Bounding-box records
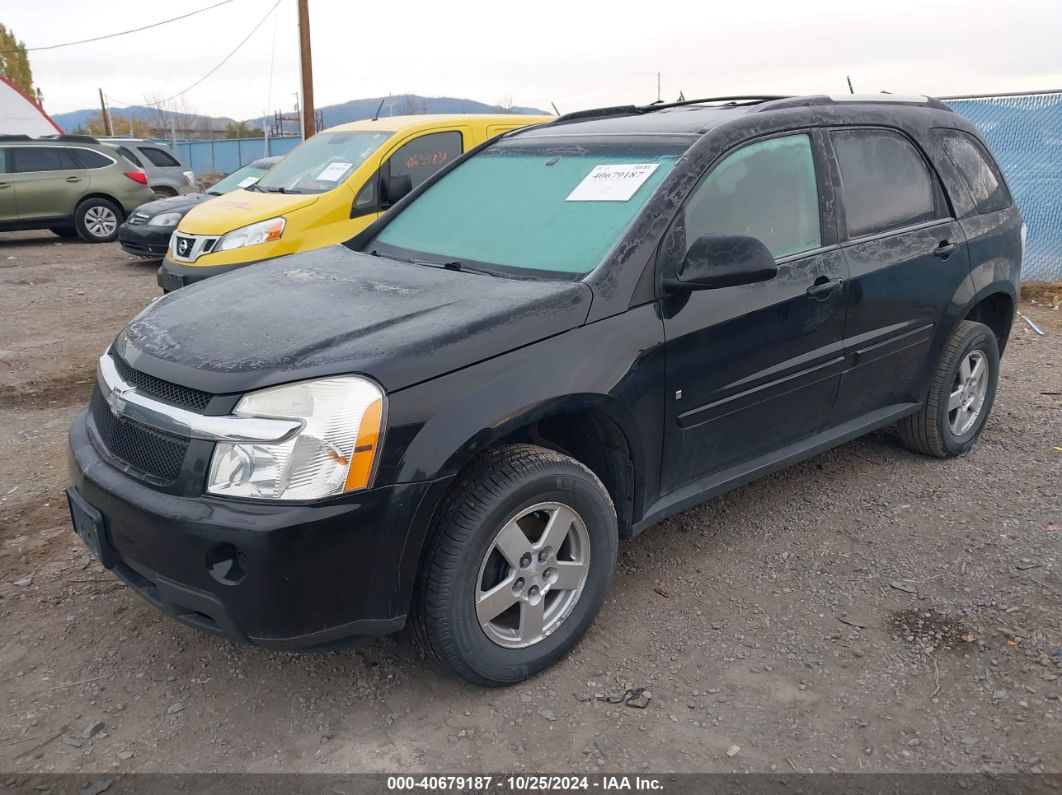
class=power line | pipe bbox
[106,0,280,107]
[0,0,233,55]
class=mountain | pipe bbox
[247,93,547,127]
[52,94,546,132]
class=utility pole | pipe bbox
[100,88,115,137]
[298,0,318,141]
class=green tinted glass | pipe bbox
[686,135,820,259]
[378,142,679,278]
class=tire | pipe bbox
[412,445,618,687]
[898,321,999,459]
[73,198,122,243]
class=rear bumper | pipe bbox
[69,411,430,650]
[118,221,173,259]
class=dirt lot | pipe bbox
[0,232,1062,773]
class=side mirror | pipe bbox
[664,235,778,292]
[380,174,413,207]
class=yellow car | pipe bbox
[158,116,552,292]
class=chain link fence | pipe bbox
[944,91,1062,281]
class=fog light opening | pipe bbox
[206,543,247,585]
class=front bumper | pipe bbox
[69,411,431,650]
[118,221,174,259]
[156,252,266,293]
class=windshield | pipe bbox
[255,133,392,193]
[207,160,269,196]
[367,139,686,279]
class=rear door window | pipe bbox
[139,146,181,168]
[685,134,821,259]
[829,129,938,238]
[118,146,143,168]
[65,149,114,169]
[388,132,462,188]
[11,146,65,174]
[941,129,1012,212]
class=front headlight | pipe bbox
[148,212,184,226]
[213,217,284,252]
[206,376,383,500]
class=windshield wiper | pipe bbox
[441,259,498,276]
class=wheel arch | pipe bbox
[73,191,125,222]
[394,394,644,613]
[962,282,1017,348]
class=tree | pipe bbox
[225,121,266,138]
[0,24,37,101]
[75,111,153,138]
[401,93,428,116]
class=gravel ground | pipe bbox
[0,232,1062,773]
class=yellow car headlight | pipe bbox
[213,217,285,252]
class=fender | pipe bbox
[376,303,666,615]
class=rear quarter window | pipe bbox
[118,146,143,168]
[140,146,181,168]
[938,129,1012,213]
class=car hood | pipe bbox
[177,190,324,235]
[135,193,215,218]
[116,245,593,394]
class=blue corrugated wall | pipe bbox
[946,92,1062,281]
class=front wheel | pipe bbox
[73,198,122,243]
[413,445,618,686]
[898,321,999,459]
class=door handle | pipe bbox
[807,276,844,300]
[932,240,955,259]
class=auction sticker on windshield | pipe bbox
[566,162,660,202]
[318,162,354,183]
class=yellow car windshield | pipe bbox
[367,141,686,279]
[252,132,392,193]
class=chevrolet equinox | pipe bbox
[67,96,1024,685]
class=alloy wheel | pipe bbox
[85,205,118,238]
[475,502,590,649]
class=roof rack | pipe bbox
[554,94,790,123]
[49,133,100,143]
[638,93,792,113]
[756,91,952,111]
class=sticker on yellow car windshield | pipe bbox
[566,162,660,202]
[318,161,354,183]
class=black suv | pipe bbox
[68,97,1023,685]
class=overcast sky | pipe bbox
[8,0,1062,119]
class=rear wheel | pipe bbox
[73,198,122,243]
[898,321,999,459]
[413,445,618,686]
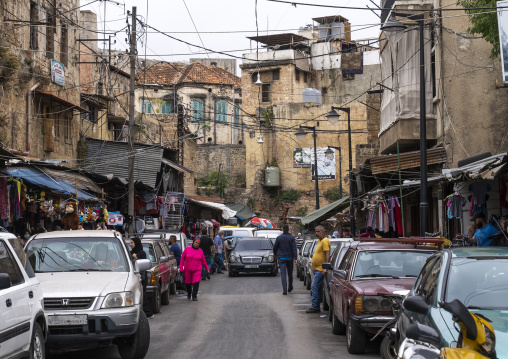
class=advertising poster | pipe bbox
[293,148,311,168]
[496,1,508,84]
[51,60,65,86]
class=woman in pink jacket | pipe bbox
[180,238,210,301]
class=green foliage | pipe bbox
[296,206,309,217]
[275,188,301,204]
[457,0,499,58]
[323,187,340,202]
[198,171,231,197]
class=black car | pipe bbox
[229,237,278,277]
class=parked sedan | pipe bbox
[323,242,436,354]
[398,247,508,358]
[141,238,176,314]
[228,237,278,277]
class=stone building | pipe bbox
[0,0,83,160]
[240,16,380,218]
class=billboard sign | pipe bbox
[496,0,508,84]
[51,59,65,86]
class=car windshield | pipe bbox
[235,239,272,251]
[353,250,432,279]
[27,237,129,273]
[445,257,508,309]
[142,243,155,262]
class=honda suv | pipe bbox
[25,231,151,359]
[0,233,48,358]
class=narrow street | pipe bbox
[48,273,379,359]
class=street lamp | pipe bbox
[325,106,356,238]
[325,146,342,198]
[381,12,429,237]
[295,126,319,209]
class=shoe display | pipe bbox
[305,308,321,314]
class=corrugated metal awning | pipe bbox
[84,139,163,188]
[370,147,446,174]
[442,152,508,181]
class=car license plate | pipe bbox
[48,314,88,326]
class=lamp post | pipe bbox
[325,106,356,238]
[381,12,429,237]
[325,146,342,198]
[295,126,319,209]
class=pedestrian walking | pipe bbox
[130,237,154,319]
[213,231,226,274]
[306,226,331,313]
[295,233,303,249]
[273,224,298,295]
[180,237,210,301]
[169,236,182,265]
[198,228,213,280]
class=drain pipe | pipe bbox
[26,82,39,153]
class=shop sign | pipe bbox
[51,59,65,86]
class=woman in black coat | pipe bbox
[130,237,154,319]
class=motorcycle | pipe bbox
[398,297,497,359]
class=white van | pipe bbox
[219,226,256,237]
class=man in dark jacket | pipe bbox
[273,224,298,295]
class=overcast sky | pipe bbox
[81,0,379,74]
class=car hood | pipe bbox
[234,249,273,257]
[351,278,416,295]
[37,272,129,298]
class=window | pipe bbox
[192,99,205,122]
[0,241,24,285]
[141,101,153,113]
[272,69,280,81]
[46,12,55,59]
[261,84,272,102]
[60,24,69,66]
[30,2,39,50]
[215,101,228,122]
[161,102,171,113]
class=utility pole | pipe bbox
[128,6,136,234]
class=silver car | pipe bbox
[25,231,151,359]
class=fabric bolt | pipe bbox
[180,246,209,284]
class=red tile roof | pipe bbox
[136,62,241,87]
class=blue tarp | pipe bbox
[5,167,95,201]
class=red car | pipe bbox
[323,238,437,354]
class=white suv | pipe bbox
[0,233,47,358]
[25,231,152,359]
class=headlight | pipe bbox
[355,295,392,313]
[480,323,496,355]
[102,292,134,308]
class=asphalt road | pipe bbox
[49,273,380,359]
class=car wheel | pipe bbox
[321,283,330,310]
[148,287,161,314]
[346,315,367,354]
[118,310,150,359]
[169,282,176,295]
[30,323,46,359]
[379,335,397,359]
[330,307,346,335]
[161,287,171,305]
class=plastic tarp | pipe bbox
[187,197,236,219]
[301,196,349,226]
[5,167,96,201]
[226,203,254,221]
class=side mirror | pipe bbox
[402,295,430,315]
[134,259,152,272]
[0,273,12,290]
[406,323,441,346]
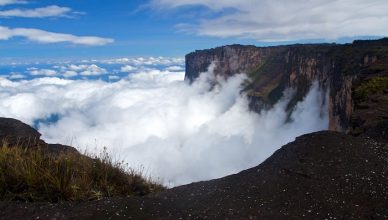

• _Prompt_
Could you output all of the material above line for line, leaving out the pictures?

• _Completed exercise_
class=power line | pipe bbox
[106,0,280,107]
[0,0,233,55]
class=mountain | pipe bbox
[247,93,547,127]
[52,94,546,132]
class=utility pole | pipe bbox
[100,88,115,137]
[298,0,318,141]
class=green tinted glass | pipe bbox
[686,135,820,259]
[378,142,679,278]
class=tire | pipe bbox
[412,445,618,687]
[898,321,999,459]
[73,198,122,243]
class=rear bumper | pipe bbox
[69,411,430,650]
[118,221,173,259]
class=dirt lot | pipe bbox
[0,232,1062,773]
class=side mirror | pipe bbox
[664,235,778,292]
[380,174,413,207]
class=yellow car | pipe bbox
[158,116,552,292]
class=chain link fence | pipe bbox
[944,91,1062,281]
class=fog light opening | pipe bbox
[206,543,247,585]
class=front bumper | pipe bbox
[69,411,431,650]
[118,221,174,259]
[156,252,266,293]
class=windshield | pipe bbox
[255,133,392,193]
[207,160,269,196]
[367,139,686,279]
class=rear door window | pipe bbox
[139,146,181,168]
[685,134,821,259]
[829,129,938,238]
[118,146,143,168]
[65,149,114,169]
[388,132,462,188]
[11,146,65,174]
[941,129,1012,212]
class=front headlight | pipe bbox
[148,212,184,226]
[213,217,284,252]
[206,376,383,500]
class=windshield wiper | pipe bbox
[441,259,498,276]
class=wheel arch | pipe bbox
[73,191,125,222]
[394,394,644,613]
[962,282,1017,348]
class=tree | pipe bbox
[225,121,266,138]
[0,24,37,101]
[75,111,153,138]
[401,93,428,116]
class=gravel ground | pipe bbox
[0,232,1062,773]
class=yellow car headlight | pipe bbox
[213,217,285,252]
class=fender | pipe bbox
[376,303,666,615]
class=rear quarter window | pipe bbox
[118,146,143,168]
[140,146,181,168]
[938,129,1012,213]
class=car hood | pipe bbox
[177,190,324,235]
[135,193,215,218]
[116,245,593,394]
class=blue corrugated wall | pipe bbox
[946,92,1062,281]
class=front wheel | pipe bbox
[73,198,122,243]
[413,445,618,686]
[898,321,999,459]
class=door handle | pipe bbox
[807,276,844,300]
[932,240,955,259]
class=auction sticker on windshield | pipe bbox
[566,162,660,202]
[318,162,354,183]
class=yellow car windshield | pipe bbox
[367,141,686,279]
[252,132,392,193]
class=chevrolet equinox | pipe bbox
[67,96,1024,685]
class=alloy wheel | pipe bbox
[85,205,118,238]
[475,502,590,649]
class=roof rack | pipe bbox
[554,94,790,123]
[49,133,100,143]
[638,93,792,113]
[756,91,952,111]
class=sticker on yellow car windshield | pipe bbox
[566,162,660,202]
[318,161,354,183]
class=black suv | pipe bbox
[68,97,1023,685]
class=overcast sky | pipe bbox
[8,0,1062,119]
class=rear wheel | pipe bbox
[73,198,122,243]
[898,321,999,459]
[413,445,618,686]
class=advertising poster | pipe bbox
[293,148,311,168]
[496,1,508,84]
[51,60,65,86]
class=woman in pink jacket | pipe bbox
[180,238,210,301]
class=green foliage | pipe bbox
[296,206,309,217]
[275,188,301,204]
[457,0,499,58]
[323,187,340,202]
[198,171,231,197]
class=black car | pipe bbox
[229,237,278,277]
class=parked sedan | pipe bbox
[323,242,436,354]
[398,247,508,358]
[141,238,176,314]
[228,237,278,277]
class=stone building | pipe bbox
[0,0,83,160]
[240,16,380,218]
class=billboard sign | pipe bbox
[496,0,508,84]
[51,59,65,86]
class=car windshield | pipe bbox
[235,239,272,251]
[353,250,432,279]
[27,237,129,273]
[445,257,508,309]
[142,243,155,262]
class=honda suv | pipe bbox
[25,231,151,359]
[0,233,48,358]
class=narrow street | pipe bbox
[48,273,379,359]
class=street lamp | pipe bbox
[325,106,356,238]
[325,146,342,198]
[381,12,429,237]
[295,126,319,209]
class=shoe display | pipe bbox
[305,308,321,314]
class=corrugated metal awning | pipe bbox
[84,139,163,188]
[370,147,446,174]
[442,152,508,181]
class=car license plate | pipe bbox
[48,314,88,326]
class=lamp post | pipe bbox
[325,106,356,238]
[381,12,429,237]
[325,146,342,198]
[295,126,319,209]
class=pedestrian walking | pipe bbox
[130,237,154,319]
[213,231,226,274]
[306,226,331,313]
[295,233,303,249]
[273,224,298,295]
[180,237,210,301]
[169,236,182,265]
[198,228,213,280]
class=drain pipe | pipe bbox
[26,82,39,153]
class=shop sign | pipe bbox
[51,59,65,86]
class=woman in black coat | pipe bbox
[130,237,154,319]
class=motorcycle | pipe bbox
[398,297,497,359]
class=white van | pipe bbox
[219,226,256,237]
class=man in dark jacket | pipe bbox
[273,224,298,295]
class=overcast sky | pipe bbox
[81,0,379,74]
class=car hood | pipe bbox
[234,249,273,257]
[351,278,416,295]
[37,272,129,298]
class=window | pipe bbox
[192,99,205,122]
[0,241,24,285]
[141,101,153,113]
[272,69,280,81]
[46,12,55,59]
[261,84,272,102]
[60,24,69,66]
[30,2,39,50]
[215,101,228,122]
[161,102,171,113]
class=utility pole | pipe bbox
[128,6,136,234]
class=silver car | pipe bbox
[25,231,151,359]
class=fabric bolt | pipe bbox
[180,246,209,284]
class=red tile roof | pipe bbox
[136,62,241,87]
class=blue tarp | pipe bbox
[5,167,95,201]
class=red car | pipe bbox
[323,238,437,354]
class=white suv | pipe bbox
[0,233,47,358]
[25,231,152,359]
class=headlight | pipe bbox
[355,295,392,313]
[480,323,496,355]
[102,292,134,308]
class=asphalt road | pipe bbox
[49,273,380,359]
class=car wheel | pipe bbox
[321,283,330,310]
[148,287,161,314]
[346,315,367,354]
[118,310,150,359]
[169,282,176,295]
[30,323,46,359]
[379,335,397,359]
[330,307,346,335]
[161,287,171,305]
class=plastic tarp | pipe bbox
[187,197,236,219]
[301,196,349,226]
[5,167,96,201]
[226,203,254,221]
class=side mirror | pipe bbox
[402,295,430,315]
[134,259,152,272]
[0,273,12,290]
[406,323,441,346]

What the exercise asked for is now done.